What the task asks
Restate each entry below without changing a word.
[Information shown]
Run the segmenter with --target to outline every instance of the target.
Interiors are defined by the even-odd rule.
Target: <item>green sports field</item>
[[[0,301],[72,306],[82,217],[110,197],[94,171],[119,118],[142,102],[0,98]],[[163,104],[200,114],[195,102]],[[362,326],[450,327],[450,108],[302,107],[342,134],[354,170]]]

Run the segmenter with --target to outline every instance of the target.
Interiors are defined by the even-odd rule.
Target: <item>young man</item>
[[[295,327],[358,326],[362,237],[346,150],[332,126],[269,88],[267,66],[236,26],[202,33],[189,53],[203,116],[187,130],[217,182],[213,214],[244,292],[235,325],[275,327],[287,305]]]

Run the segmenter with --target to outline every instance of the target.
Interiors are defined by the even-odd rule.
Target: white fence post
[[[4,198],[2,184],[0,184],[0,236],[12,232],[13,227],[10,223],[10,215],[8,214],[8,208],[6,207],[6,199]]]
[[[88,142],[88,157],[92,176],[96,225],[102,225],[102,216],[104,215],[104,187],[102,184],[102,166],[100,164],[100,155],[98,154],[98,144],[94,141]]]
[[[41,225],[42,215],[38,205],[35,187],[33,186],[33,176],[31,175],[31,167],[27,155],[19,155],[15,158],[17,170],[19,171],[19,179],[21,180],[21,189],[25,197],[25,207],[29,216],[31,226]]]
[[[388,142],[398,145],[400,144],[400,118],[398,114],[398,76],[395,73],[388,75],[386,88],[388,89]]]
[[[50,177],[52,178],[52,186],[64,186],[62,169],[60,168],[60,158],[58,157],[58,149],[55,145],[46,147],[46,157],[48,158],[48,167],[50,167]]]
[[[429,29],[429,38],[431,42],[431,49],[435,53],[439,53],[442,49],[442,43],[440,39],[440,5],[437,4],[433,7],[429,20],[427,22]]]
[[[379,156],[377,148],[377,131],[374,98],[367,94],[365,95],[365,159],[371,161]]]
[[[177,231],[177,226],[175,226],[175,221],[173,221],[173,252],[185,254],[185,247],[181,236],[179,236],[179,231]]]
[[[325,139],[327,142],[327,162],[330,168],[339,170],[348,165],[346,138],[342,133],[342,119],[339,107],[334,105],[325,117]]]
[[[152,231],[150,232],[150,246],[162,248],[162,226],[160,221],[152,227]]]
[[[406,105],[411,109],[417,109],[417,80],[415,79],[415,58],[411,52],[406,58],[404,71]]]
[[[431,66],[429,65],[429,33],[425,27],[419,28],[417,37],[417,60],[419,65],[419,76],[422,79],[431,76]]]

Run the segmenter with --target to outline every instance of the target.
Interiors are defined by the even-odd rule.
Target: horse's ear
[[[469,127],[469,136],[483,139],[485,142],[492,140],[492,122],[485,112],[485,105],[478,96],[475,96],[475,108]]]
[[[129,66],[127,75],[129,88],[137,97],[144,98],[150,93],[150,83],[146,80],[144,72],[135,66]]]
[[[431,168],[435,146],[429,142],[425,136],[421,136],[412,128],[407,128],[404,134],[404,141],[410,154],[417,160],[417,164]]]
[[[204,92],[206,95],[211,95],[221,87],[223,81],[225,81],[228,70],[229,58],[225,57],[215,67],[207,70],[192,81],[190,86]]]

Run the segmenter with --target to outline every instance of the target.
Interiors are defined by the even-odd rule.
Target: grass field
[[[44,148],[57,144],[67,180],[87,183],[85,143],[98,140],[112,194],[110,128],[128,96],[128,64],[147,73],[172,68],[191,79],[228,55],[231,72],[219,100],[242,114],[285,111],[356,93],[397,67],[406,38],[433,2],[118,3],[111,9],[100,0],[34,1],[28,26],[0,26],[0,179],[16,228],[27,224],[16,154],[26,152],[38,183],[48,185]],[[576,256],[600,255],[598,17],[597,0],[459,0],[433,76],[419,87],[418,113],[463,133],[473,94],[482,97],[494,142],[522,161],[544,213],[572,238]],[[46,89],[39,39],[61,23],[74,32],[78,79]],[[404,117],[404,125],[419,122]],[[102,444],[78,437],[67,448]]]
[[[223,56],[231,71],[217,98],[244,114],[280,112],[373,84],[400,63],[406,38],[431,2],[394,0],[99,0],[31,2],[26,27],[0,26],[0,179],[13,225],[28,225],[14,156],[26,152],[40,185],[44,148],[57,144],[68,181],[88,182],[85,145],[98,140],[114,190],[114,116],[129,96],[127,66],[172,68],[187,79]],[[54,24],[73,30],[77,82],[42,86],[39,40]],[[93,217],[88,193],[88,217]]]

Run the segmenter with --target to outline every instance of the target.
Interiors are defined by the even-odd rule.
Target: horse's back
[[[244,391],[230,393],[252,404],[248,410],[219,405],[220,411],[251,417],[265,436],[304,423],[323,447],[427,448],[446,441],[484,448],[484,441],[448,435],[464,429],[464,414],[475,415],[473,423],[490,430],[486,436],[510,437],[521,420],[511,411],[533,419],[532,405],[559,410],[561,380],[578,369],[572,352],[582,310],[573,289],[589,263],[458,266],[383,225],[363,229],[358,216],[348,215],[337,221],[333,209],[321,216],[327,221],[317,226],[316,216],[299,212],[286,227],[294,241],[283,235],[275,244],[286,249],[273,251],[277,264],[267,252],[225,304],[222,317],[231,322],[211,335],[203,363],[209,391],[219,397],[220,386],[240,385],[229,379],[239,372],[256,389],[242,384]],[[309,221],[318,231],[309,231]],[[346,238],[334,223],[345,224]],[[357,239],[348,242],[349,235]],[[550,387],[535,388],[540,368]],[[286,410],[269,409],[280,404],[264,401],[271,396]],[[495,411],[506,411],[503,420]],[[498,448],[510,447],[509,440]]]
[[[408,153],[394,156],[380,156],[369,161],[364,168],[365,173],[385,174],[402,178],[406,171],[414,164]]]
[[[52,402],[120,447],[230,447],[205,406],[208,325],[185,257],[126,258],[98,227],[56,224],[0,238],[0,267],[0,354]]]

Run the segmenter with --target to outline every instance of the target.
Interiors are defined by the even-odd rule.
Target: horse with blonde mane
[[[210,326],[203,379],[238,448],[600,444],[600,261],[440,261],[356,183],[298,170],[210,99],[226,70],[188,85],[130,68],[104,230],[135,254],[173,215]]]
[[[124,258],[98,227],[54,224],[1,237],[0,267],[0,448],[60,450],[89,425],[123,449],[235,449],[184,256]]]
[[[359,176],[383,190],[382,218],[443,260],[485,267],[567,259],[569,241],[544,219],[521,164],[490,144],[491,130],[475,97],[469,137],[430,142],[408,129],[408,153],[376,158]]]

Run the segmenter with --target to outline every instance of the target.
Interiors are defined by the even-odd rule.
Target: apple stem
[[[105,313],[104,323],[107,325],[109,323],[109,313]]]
[/Information shown]
Output of the task
Run the segmenter with --target to outline every instance of the target.
Interiors are defined by the even-odd rule.
Target: <item>green sports field</item>
[[[0,301],[72,306],[82,217],[110,197],[94,171],[119,118],[142,102],[0,98]],[[163,104],[200,114],[195,102]],[[362,326],[450,327],[450,108],[302,107],[342,134],[354,170]]]

Run the segmenter with --target to outline every instance of the target.
Interiors are defined by the even-odd rule.
Target: <item>young man</item>
[[[295,327],[358,326],[362,237],[346,150],[332,126],[269,88],[267,66],[236,26],[202,33],[189,53],[203,116],[187,130],[217,182],[213,214],[244,292],[235,325],[275,327],[287,305]]]

Run the segmenter with --target to outline every instance of the target.
Interiors are defined by the even-odd rule.
Target: white fence post
[[[4,198],[2,184],[0,184],[0,236],[12,232],[13,227],[10,223],[10,215],[8,214],[8,208],[6,207],[6,199]]]
[[[88,142],[88,157],[92,176],[96,225],[102,225],[102,216],[104,215],[104,187],[102,184],[102,166],[100,164],[100,155],[98,154],[98,144],[94,141]]]
[[[41,225],[42,215],[38,205],[35,187],[33,186],[33,176],[31,175],[31,167],[27,155],[19,155],[15,158],[17,170],[19,171],[19,179],[21,180],[21,189],[25,197],[25,207],[29,216],[31,226]]]
[[[388,142],[398,145],[400,144],[400,118],[398,114],[398,76],[395,73],[388,75],[386,88],[388,89]]]
[[[50,177],[52,178],[52,186],[64,186],[62,169],[60,168],[60,158],[58,157],[58,149],[55,145],[46,147],[46,157],[48,158],[48,167],[50,167]]]
[[[429,29],[429,38],[431,42],[431,49],[435,53],[439,53],[442,49],[442,43],[440,39],[440,5],[437,4],[433,7],[429,20],[427,22]]]
[[[379,156],[377,148],[377,131],[374,98],[367,94],[365,95],[365,159],[371,161]]]
[[[177,231],[177,226],[175,226],[175,221],[173,221],[173,252],[185,254],[185,247],[181,236],[179,236],[179,231]]]
[[[325,139],[327,142],[327,162],[330,168],[339,170],[348,165],[346,138],[342,133],[342,119],[339,107],[334,105],[325,117]]]
[[[152,231],[150,232],[150,246],[162,248],[162,226],[160,221],[152,227]]]
[[[406,105],[411,109],[417,109],[417,80],[415,79],[415,58],[411,52],[406,58],[404,71]]]
[[[431,66],[429,65],[429,33],[425,27],[419,28],[417,37],[417,60],[419,65],[419,76],[422,79],[431,76]]]

Run the segmenter with --target to outline every instance of the target.
Interiors are defined by the even-odd rule.
Target: horse's ear
[[[469,127],[469,136],[483,139],[485,142],[492,140],[492,122],[485,112],[485,105],[478,96],[475,96],[475,108]]]
[[[129,66],[127,75],[129,88],[137,97],[144,98],[150,93],[150,83],[146,80],[144,72],[135,66]]]
[[[431,168],[435,146],[429,142],[425,136],[421,136],[412,128],[407,128],[404,134],[404,141],[410,154],[417,160],[417,164]]]
[[[204,92],[206,95],[211,95],[221,87],[223,81],[225,81],[228,70],[229,58],[225,57],[215,67],[207,70],[192,81],[190,86]]]

Run the segmenter with --target to outline every instance of the target.
Interiors are defined by the even-odd rule.
Target: grass field
[[[44,148],[57,144],[67,180],[87,183],[85,143],[98,140],[112,194],[110,128],[128,96],[128,64],[147,73],[172,68],[191,79],[228,55],[231,72],[219,100],[242,114],[285,111],[356,93],[397,67],[406,38],[433,2],[118,3],[111,9],[100,0],[34,1],[28,26],[0,26],[0,179],[16,228],[27,224],[16,154],[26,152],[38,183],[48,185]],[[576,256],[600,255],[598,17],[597,0],[459,0],[433,76],[419,87],[418,113],[463,133],[473,94],[482,97],[494,142],[522,161],[544,213],[572,238]],[[46,89],[39,39],[61,23],[74,32],[78,79]],[[404,117],[404,125],[419,122]],[[102,444],[78,437],[67,448]]]
[[[223,56],[231,71],[217,98],[244,114],[280,112],[373,84],[400,63],[406,38],[431,2],[394,0],[99,0],[31,2],[26,27],[0,26],[0,179],[13,225],[28,225],[14,156],[26,152],[40,185],[44,148],[57,144],[68,181],[88,182],[85,145],[98,140],[114,190],[114,116],[129,96],[127,66],[172,68],[187,79]],[[54,24],[73,30],[77,82],[42,86],[39,40]],[[93,217],[88,193],[88,217]]]

Run the segmenter with --target to outline every instance of the target.
Interiors are defined by the even-odd rule.
Target: horse's back
[[[244,391],[230,393],[252,404],[248,410],[219,405],[220,411],[251,417],[265,436],[304,423],[323,447],[427,448],[446,441],[484,448],[484,441],[448,435],[464,429],[464,414],[475,415],[473,423],[490,430],[486,436],[510,437],[521,420],[511,411],[533,419],[532,405],[559,410],[561,380],[578,369],[572,352],[582,310],[573,289],[589,263],[458,266],[383,225],[363,229],[358,216],[348,215],[337,221],[333,209],[321,216],[327,221],[317,226],[316,216],[299,212],[286,227],[294,241],[283,235],[275,244],[286,249],[273,251],[277,264],[267,252],[225,304],[222,317],[231,322],[211,335],[203,363],[209,391],[219,397],[220,386],[240,385],[229,379],[239,372],[256,389],[242,384]],[[309,221],[318,231],[309,231]],[[346,238],[334,223],[345,224]],[[357,239],[348,242],[349,235]],[[550,387],[535,388],[540,368]],[[286,410],[269,409],[280,404],[264,401],[271,396]],[[495,411],[506,411],[503,420]],[[498,448],[510,447],[509,440]]]
[[[408,153],[394,156],[380,156],[369,161],[364,168],[365,173],[385,174],[402,178],[406,171],[414,164]]]
[[[52,402],[120,447],[230,447],[205,406],[208,325],[185,257],[126,258],[98,227],[56,224],[0,238],[0,267],[0,354]]]

Run the segmenter with --target to outline every instance of the target.
Interiors are defined by the even-odd rule.
Target: horse with blonde mane
[[[210,326],[203,379],[238,448],[600,444],[600,261],[440,261],[356,183],[298,170],[210,99],[226,70],[188,85],[130,68],[104,230],[135,254],[173,215]]]
[[[124,258],[98,227],[54,224],[1,237],[0,267],[0,448],[60,450],[89,425],[123,449],[235,449],[184,256]]]
[[[359,176],[383,190],[382,218],[443,260],[485,267],[567,259],[569,241],[544,219],[521,164],[490,144],[491,130],[475,97],[469,137],[430,142],[408,129],[408,153],[376,158]]]

Run the segmenter with --target to outline every instance of the target.
Interiors are defined by the even-odd rule.
Target: apple stem
[[[105,313],[104,323],[107,325],[109,323],[109,313]]]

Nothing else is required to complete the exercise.